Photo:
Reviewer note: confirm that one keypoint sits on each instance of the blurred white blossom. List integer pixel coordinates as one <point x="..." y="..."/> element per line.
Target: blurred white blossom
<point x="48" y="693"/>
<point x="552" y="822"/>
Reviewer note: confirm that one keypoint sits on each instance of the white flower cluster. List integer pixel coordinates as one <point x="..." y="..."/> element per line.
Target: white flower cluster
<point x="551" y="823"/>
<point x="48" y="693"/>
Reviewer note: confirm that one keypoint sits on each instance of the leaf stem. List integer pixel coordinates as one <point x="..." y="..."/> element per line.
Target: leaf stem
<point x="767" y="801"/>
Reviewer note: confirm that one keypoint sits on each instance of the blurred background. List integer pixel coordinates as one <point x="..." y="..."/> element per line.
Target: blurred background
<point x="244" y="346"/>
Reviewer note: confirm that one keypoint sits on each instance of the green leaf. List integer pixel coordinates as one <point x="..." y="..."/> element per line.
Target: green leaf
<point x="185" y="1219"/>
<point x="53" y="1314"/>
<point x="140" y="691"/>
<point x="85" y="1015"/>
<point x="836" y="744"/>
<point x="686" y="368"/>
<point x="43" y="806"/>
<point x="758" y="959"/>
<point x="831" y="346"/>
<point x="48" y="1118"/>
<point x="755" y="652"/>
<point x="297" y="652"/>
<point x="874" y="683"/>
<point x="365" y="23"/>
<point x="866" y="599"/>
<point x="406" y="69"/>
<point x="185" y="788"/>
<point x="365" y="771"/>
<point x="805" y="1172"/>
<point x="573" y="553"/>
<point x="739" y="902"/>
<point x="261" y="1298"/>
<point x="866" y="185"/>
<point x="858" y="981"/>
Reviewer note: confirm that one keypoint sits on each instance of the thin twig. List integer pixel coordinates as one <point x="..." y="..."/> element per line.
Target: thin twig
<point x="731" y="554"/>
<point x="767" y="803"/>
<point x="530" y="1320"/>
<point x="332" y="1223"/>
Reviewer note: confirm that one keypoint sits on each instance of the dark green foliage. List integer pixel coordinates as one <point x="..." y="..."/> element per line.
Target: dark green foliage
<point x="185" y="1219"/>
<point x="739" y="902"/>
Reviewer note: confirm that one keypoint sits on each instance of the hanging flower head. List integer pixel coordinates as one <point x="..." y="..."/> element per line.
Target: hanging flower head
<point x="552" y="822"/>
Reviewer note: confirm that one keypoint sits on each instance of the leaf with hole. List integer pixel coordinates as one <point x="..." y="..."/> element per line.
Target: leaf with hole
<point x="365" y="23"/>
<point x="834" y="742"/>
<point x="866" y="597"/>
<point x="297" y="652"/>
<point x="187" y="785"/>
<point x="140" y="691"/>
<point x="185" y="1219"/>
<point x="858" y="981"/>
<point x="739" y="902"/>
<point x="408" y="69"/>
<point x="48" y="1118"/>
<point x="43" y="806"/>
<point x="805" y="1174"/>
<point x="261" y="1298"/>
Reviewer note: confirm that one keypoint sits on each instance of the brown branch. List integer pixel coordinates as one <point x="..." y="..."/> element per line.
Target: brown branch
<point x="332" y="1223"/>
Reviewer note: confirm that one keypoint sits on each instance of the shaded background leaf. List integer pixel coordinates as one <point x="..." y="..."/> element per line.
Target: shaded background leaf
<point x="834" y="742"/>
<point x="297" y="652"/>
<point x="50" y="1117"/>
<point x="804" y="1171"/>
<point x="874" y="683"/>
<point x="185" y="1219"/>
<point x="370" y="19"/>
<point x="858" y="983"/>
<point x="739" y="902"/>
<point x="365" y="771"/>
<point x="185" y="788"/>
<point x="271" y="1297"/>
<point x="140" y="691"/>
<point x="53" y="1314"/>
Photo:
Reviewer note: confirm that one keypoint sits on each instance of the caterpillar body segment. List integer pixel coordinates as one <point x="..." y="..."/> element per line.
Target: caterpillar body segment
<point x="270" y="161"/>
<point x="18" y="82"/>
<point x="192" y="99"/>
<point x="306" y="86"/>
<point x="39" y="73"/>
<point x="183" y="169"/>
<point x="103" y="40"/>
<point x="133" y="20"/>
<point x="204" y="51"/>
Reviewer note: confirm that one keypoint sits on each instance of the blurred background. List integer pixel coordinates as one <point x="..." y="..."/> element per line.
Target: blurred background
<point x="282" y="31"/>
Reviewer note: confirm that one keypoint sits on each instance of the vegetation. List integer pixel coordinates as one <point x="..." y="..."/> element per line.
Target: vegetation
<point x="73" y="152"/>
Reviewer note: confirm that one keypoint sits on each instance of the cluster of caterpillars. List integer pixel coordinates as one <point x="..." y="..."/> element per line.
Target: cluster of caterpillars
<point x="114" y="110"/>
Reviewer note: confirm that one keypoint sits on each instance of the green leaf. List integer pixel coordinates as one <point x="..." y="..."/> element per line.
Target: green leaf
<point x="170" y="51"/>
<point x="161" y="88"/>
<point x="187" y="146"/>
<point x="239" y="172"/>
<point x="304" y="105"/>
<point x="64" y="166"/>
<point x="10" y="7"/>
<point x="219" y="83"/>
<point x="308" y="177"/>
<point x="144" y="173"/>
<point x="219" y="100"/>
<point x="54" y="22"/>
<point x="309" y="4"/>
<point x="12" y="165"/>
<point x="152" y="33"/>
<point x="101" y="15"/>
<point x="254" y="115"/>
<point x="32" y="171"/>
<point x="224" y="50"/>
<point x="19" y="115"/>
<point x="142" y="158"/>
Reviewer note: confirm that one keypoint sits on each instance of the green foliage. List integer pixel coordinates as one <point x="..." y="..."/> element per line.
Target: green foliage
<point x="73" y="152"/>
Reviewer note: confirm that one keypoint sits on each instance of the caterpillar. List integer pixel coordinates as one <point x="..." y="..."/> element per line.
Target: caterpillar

**Exercise brief**:
Reproduce every record that appears above, keeping the wording exact.

**Task solution**:
Photo:
Reviewer note: confirm that one keypoint sits on each instance of the blurred white blossom. List integer pixel coordinates as one <point x="..." y="..."/> element per line.
Target: blurred white blossom
<point x="48" y="693"/>
<point x="552" y="822"/>
Reviewer note: confirm that one keypoint sits on each instance of the white flower cluster. List integer pixel coordinates as one <point x="..." y="..."/> element per line.
Target: white flower cluster
<point x="551" y="823"/>
<point x="48" y="693"/>
Reviewer note: confirm that one keypoint sits on each instance of the leaf stem. List integer pixel coordinates as one <point x="..." y="..."/> element per line.
Target: leaf stem
<point x="767" y="801"/>
Reviewer note: confirm that one keypoint sits on each instance of the blurred background. List integer pixel coordinates as one <point x="..." y="..."/> element per line.
Target: blurred background
<point x="244" y="346"/>
Reviewer note: confirm that one keypoint sits on each instance of the green leaf. List integer pixel coordinates as one <point x="..." y="..."/> element per line.
Target: green leaf
<point x="185" y="1219"/>
<point x="53" y="1314"/>
<point x="140" y="691"/>
<point x="85" y="1015"/>
<point x="836" y="744"/>
<point x="686" y="368"/>
<point x="43" y="806"/>
<point x="758" y="959"/>
<point x="831" y="346"/>
<point x="48" y="1118"/>
<point x="755" y="652"/>
<point x="297" y="652"/>
<point x="874" y="683"/>
<point x="365" y="23"/>
<point x="866" y="599"/>
<point x="406" y="69"/>
<point x="185" y="788"/>
<point x="365" y="771"/>
<point x="805" y="1172"/>
<point x="573" y="553"/>
<point x="739" y="902"/>
<point x="261" y="1298"/>
<point x="866" y="185"/>
<point x="858" y="981"/>
Reviewer note: confirm that one keypoint sits on each instance of the thin twig. List integer pixel coordinates as one <point x="..." y="..."/> element per line.
Target: thin twig
<point x="731" y="554"/>
<point x="767" y="803"/>
<point x="530" y="1320"/>
<point x="332" y="1223"/>
Reviewer note: confirm that one keypoint sits on each instance of the dark green foliage. List integer pixel coordinates as one <point x="..." y="..."/> element per line.
Target: dark green foliage
<point x="185" y="1219"/>
<point x="739" y="902"/>
Reviewer note: confirm that one keypoint sits on each instance of the hanging flower head. List integer pixel coordinates as one <point x="..." y="..."/> element per line.
Target: hanging flower head
<point x="552" y="822"/>
Reviewer note: confirm that one keypoint sits on each instance of the leaf with hole. List integer pixel coordinates as one <point x="..." y="..."/> element per line.
Target: leaf with hole
<point x="365" y="23"/>
<point x="834" y="742"/>
<point x="866" y="597"/>
<point x="297" y="652"/>
<point x="187" y="785"/>
<point x="140" y="691"/>
<point x="185" y="1219"/>
<point x="858" y="981"/>
<point x="739" y="902"/>
<point x="408" y="69"/>
<point x="48" y="1118"/>
<point x="43" y="806"/>
<point x="805" y="1174"/>
<point x="261" y="1298"/>
Reviewer note: confirm that one keypoint sits on each instance of the brown branch. List integer pixel coordinates as one <point x="..." y="..."/> element per line.
Target: brown branch
<point x="332" y="1223"/>
Reviewer note: confirm that one keypoint sits on each instance of the shaded background leaf. List integer pixel coordinates as one <point x="..." y="..."/> element per line.
Target: shaded background leaf
<point x="834" y="742"/>
<point x="297" y="652"/>
<point x="50" y="1117"/>
<point x="804" y="1171"/>
<point x="874" y="683"/>
<point x="185" y="1219"/>
<point x="370" y="19"/>
<point x="858" y="983"/>
<point x="739" y="902"/>
<point x="365" y="771"/>
<point x="185" y="788"/>
<point x="271" y="1297"/>
<point x="140" y="691"/>
<point x="53" y="1314"/>
Photo:
Reviewer note: confirm that one keypoint sits on each instance of the caterpillar body segment. List integer pixel coordinates as one <point x="..." y="..."/> element per line.
Target: caterpillar body segment
<point x="270" y="161"/>
<point x="18" y="82"/>
<point x="192" y="99"/>
<point x="306" y="86"/>
<point x="39" y="73"/>
<point x="183" y="169"/>
<point x="103" y="40"/>
<point x="133" y="20"/>
<point x="204" y="51"/>
Reviewer note: confirm that one keypoint sits on each instance of the blurred background. List integer pixel coordinates as one <point x="..." y="..."/> element per line.
Target: blurred background
<point x="282" y="31"/>
Reviewer note: confirm that one keypoint sits on each instance of the vegetation. List integer pixel coordinates as one <point x="..." y="..."/> element per line.
Target: vegetation
<point x="73" y="152"/>
Reviewer note: confirm that one keypoint sits on each instance of the cluster of caterpillars. List integer pixel coordinates as one <point x="..." y="..."/> element per line.
Target: cluster of caterpillars
<point x="114" y="110"/>
Reviewer note: confirm that one keypoint sits on each instance of the green leaf. List integer pixel coordinates as one <point x="..." y="..."/> element per line.
Target: green leaf
<point x="170" y="51"/>
<point x="161" y="88"/>
<point x="187" y="146"/>
<point x="239" y="172"/>
<point x="304" y="105"/>
<point x="64" y="166"/>
<point x="10" y="7"/>
<point x="219" y="83"/>
<point x="308" y="177"/>
<point x="144" y="173"/>
<point x="219" y="100"/>
<point x="54" y="22"/>
<point x="309" y="4"/>
<point x="12" y="165"/>
<point x="152" y="33"/>
<point x="101" y="15"/>
<point x="254" y="115"/>
<point x="32" y="171"/>
<point x="224" y="50"/>
<point x="19" y="115"/>
<point x="142" y="158"/>
Reviewer note: confirm that one keypoint sits on each instance of the green foliage. List integer pixel coordinates as one <point x="..." y="..."/> element per line.
Target: green foliage
<point x="73" y="152"/>
Reviewer note: confirm that one keypoint sits on each instance of the caterpillar. List integer pixel coordinates as one <point x="..." y="..."/> element per line.
Target: caterpillar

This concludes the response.